● Study questions:
1/ Copy the passage on Microsoft's AI sales agents word for word, from "Announced during its" up to and including "on their accounts.".
2/ Put this sentence from the passage on Microsoft's AI sales agents into Spanish: "Microsoft has introduced two new preconfigured AI agents for sales teams."
3/ Carry on writing the passage on Microsoft's AI sales agents, starting right after its last sentence.

● Passage for review:
Microsoft has introduced two new preconfigured AI agents for sales teams.
Announced during its AI Tour in London, the AI agents aim to support salespeople “right in the flow of work”.
First is its “Sales Agent”, which researches leads, performs customer outreach and sets up meetings. It may also complete a sale “for some low-impact leads”.
Additionally, the agent pulls on data from the CRM, Microsoft 365 applications, and company resources – like price sheets and knowledge stores – to tailor its customer communications.
Next is “Sales Chat”, which helps sales personnel prepare for customer meetings by bringing them up to speed on their accounts.
In doing so, it ingests user prompts and utilizes insights from the CRM, pitch decks, emails, meetings, etc., to help bring them up to speed.
For instance, a salesperson may ask Sales Chat to “create a plan to help me close this deal” or “pinpoint which deals are at risk of falling through”. It will then respond accordingly.

● Records shown:
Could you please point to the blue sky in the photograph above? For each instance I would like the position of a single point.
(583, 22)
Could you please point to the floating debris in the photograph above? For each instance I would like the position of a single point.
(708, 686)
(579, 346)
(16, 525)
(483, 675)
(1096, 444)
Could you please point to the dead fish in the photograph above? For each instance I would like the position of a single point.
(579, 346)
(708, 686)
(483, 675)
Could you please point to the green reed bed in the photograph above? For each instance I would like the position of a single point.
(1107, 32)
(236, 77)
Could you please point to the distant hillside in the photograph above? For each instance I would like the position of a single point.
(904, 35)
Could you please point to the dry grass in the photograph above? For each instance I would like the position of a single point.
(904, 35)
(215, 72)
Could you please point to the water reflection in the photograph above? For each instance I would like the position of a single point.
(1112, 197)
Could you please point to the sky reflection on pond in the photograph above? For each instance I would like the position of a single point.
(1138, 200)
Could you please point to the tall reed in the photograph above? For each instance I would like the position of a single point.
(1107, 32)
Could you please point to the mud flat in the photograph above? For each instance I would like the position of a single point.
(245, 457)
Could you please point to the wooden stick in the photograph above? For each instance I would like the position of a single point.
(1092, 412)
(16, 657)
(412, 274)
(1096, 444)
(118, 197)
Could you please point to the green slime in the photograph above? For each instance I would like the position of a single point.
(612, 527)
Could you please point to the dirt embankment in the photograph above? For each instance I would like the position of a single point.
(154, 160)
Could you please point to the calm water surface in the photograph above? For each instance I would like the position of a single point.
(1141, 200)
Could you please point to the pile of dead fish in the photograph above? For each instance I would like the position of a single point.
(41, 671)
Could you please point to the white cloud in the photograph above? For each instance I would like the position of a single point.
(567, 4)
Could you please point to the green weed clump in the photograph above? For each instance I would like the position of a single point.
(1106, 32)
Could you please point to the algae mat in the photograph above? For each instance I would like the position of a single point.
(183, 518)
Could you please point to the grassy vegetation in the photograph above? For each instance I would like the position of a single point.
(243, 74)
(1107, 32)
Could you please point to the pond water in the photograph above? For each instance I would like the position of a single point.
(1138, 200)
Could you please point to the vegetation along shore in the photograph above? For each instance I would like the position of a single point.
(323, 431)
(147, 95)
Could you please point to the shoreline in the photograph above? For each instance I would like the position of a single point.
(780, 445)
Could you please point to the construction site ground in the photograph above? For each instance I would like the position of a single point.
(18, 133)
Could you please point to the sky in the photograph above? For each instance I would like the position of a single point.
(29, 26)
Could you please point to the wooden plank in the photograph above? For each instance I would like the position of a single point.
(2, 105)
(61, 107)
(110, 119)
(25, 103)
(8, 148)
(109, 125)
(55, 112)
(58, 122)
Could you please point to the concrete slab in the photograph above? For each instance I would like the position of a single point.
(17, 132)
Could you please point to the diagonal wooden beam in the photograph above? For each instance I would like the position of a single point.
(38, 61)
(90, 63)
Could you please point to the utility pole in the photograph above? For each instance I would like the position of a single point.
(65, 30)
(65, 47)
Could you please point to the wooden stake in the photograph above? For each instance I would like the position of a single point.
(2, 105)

--

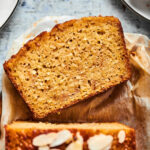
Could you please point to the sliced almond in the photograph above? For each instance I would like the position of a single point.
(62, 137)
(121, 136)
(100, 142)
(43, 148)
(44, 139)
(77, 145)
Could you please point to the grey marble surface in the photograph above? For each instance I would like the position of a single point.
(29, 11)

● Answers to the exercises:
1/
Announced during its AI Tour in London, the AI agents aim to support salespeople “right in the flow of work”.
First is its “Sales Agent”, which researches leads, performs customer outreach and sets up meetings. It may also complete a sale “for some low-impact leads”.
Additionally, the agent pulls on data from the CRM, Microsoft 365 applications, and company resources – like price sheets and knowledge stores – to tailor its customer communications.
Next is “Sales Chat”, which helps sales personnel prepare for customer meetings by bringing them up to speed on their accounts.

2/ Microsoft ha presentado dos nuevos agentes de IA preconfigurados para equipos de ventas.

3/
Celebrating the release of Sales Agent and Chat in a blog post, Jared Spataro, Chief Marketing Officer for Microsoft AI at Work, wrote:
Our ambition is to empower every employee with a Copilot and transform every business process with agents.
Both of these AI agents will help transform sales processes, as, according to Spataro, “Reps can nurture and close deals without even opening their CRM.”
Sales Agent and Chat will become available in May as part of a public preview. Users may then access them via Microsoft 365 Copilot and Copilot Chat.
Finally, they won’t just connect to Dynamics 365 CRM systems; they’ll also be available on Salesforce Sales Cloud.
A New “Microsoft AI Accelerator for Sales”
Alongside the two new AI agents, Microsoft announced a program for teams to migrate off legacy CRM platforms and leverage its sales stack.
Indeed, its new “Microsoft AI Accelerator for Sales” initiative will help businesses switch to Dynamics 365 Sales, utilize Copilot, and harness its pre-built AI agents.
Additionally, the tech juggernaut promises “white glove engagement” with support in creating custom agents in Copilot Studio and finetuning AI models.
The program will be open for applications from April 1, 2025.
The Big Copilot Numbers…
At its AI Tour in London, Microsoft also underscored the growing success of Copilot Studio, sharing new insight into how customers are utilizing the solution.
In doing so, the tech giant revealed that 160,000 organizations have already used Copilot Studio – as Charles Lamanna, Corporate VP of Business and Industry Copilot at Microsoft, teased last week.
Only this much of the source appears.